Exercise material:
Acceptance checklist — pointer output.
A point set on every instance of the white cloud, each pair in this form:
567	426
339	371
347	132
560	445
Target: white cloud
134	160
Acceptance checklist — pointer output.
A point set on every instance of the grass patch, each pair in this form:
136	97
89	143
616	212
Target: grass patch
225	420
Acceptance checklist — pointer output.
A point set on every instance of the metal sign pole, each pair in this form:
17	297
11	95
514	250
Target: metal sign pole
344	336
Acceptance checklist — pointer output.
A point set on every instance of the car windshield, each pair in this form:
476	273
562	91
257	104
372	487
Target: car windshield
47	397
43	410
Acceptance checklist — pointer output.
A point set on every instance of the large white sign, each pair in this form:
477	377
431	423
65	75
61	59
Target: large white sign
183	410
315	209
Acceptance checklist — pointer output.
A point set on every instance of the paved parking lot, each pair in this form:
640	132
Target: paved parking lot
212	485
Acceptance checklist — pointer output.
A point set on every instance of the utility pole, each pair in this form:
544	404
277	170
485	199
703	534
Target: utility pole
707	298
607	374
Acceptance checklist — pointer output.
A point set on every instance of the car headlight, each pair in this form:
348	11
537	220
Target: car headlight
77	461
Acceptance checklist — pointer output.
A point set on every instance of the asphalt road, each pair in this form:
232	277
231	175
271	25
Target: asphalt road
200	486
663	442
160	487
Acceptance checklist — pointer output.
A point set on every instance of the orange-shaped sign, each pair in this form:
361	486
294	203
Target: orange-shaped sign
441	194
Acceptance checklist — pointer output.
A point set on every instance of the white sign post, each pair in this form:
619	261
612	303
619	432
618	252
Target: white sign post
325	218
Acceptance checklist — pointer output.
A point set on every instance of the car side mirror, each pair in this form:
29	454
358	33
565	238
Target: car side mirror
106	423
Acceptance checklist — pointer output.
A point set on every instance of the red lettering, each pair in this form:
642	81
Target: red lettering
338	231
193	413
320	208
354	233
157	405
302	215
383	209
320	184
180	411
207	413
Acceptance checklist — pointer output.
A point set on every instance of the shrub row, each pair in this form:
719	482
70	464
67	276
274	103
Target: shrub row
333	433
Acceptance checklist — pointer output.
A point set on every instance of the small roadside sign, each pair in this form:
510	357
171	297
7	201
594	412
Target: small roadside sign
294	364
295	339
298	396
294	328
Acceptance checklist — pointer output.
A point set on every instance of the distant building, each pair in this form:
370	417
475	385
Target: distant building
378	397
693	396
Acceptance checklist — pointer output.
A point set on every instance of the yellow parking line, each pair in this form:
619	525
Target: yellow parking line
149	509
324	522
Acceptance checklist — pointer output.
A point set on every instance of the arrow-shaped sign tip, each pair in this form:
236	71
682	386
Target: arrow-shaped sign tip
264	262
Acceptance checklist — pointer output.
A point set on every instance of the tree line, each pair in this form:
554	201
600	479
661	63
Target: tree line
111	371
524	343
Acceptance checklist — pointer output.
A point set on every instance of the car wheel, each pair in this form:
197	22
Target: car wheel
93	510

Exercise directions: Write out the material from the first line to the last, exactly.

Answer to this task:
Acceptance checklist — pointer output.
A point set on every instance of the white cloud, each pair in this form:
567	426
339	371
347	132
560	445
Target: white cloud
134	160
Acceptance checklist — pointer output.
A point set on every instance of the grass patch, each pair in this form:
136	97
89	143
616	212
Target: grass patch
225	420
Acceptance checklist — pointer output.
A point set on every instance of the metal sign pole, each pair in this form:
17	297
11	95
514	250
Target: metal sign pole
344	336
Acceptance checklist — pointer output.
A point set on every instance of the car windshield, each pair in this form:
476	273
562	91
257	104
372	487
Target: car windshield
47	397
43	410
Acceptance checklist — pointer output.
A point set on every instance of the large white sign, each pair in this form:
477	377
431	423
65	75
61	59
Target: large white sign
183	410
315	209
Acceptance checklist — pointer output.
A point set on every instance of the paved parking lot, each pair in this form:
640	132
Target: paved parking lot
212	485
Acceptance checklist — pointer output.
A point set on every instance of the utility pole, each pair in this form:
544	404
277	170
485	199
703	534
Target: utility pole
707	298
607	374
Acceptance checklist — pointer output.
A point set on every instance of the car headlight, each pair in this form:
348	11
537	220
Target: car headlight
77	461
Acceptance checklist — pointer output.
A point set on every instance of the asphalt road, each pair in this form:
232	277
231	175
271	25
Target: asphalt road
200	486
663	442
160	487
Acceptance checklist — pointer output.
A point set on every instance of the orange-shaped sign, each pair in this form:
361	486
294	203
Target: orange-shaped sign
441	194
Acceptance checklist — pointer output.
A point set on every instance of the white sign post, each pair in this form:
619	261
612	303
619	432
618	252
Target: white sign post
325	218
Acceptance checklist — pointer output.
A point set on every instance of the car side mirror, each pair in this form:
29	454
358	33
565	238
Target: car side mirror
106	423
Acceptance checklist — pointer output.
A point set on every instance of the red lettering, each pair in this form:
642	81
Target: red lettering
338	231
193	413
320	208
354	233
157	405
302	215
383	209
320	184
180	411
207	413
Acceptance checklist — pointer output.
A point set on every instance of the shrub row, each pair in this form:
719	482
70	464
67	276
274	103
Target: shrub row
333	433
Acceptance checklist — pointer output.
A point set on every instance of the small roadside sign, each pair in this form:
510	357
171	297
7	201
594	412
Target: small roadside sign
294	364
295	339
298	396
294	328
Acceptance checklist — pointer output.
A point set on every instance of the distant building, each pair in this form:
370	417
475	385
Target: distant building
378	397
693	396
Acceptance checklist — pointer output.
A point set on every instance of the yellow parking line, each pair in this form:
619	525
Target: yellow parking line
149	509
324	522
Acceptance checklist — pointer output.
A point set on every instance of the arrow-shaped sign tip, each pair in this form:
236	71
682	386
Target: arrow-shaped sign tip
264	262
Acceptance checklist — pointer output.
A point set on every instance of the tree line, each pair in this form:
554	201
600	479
661	63
Target: tree line
111	371
524	343
Acceptance checklist — pointer output.
A point set on every instance of the car wheel, each pair in this form:
197	22
Target: car wheel
93	510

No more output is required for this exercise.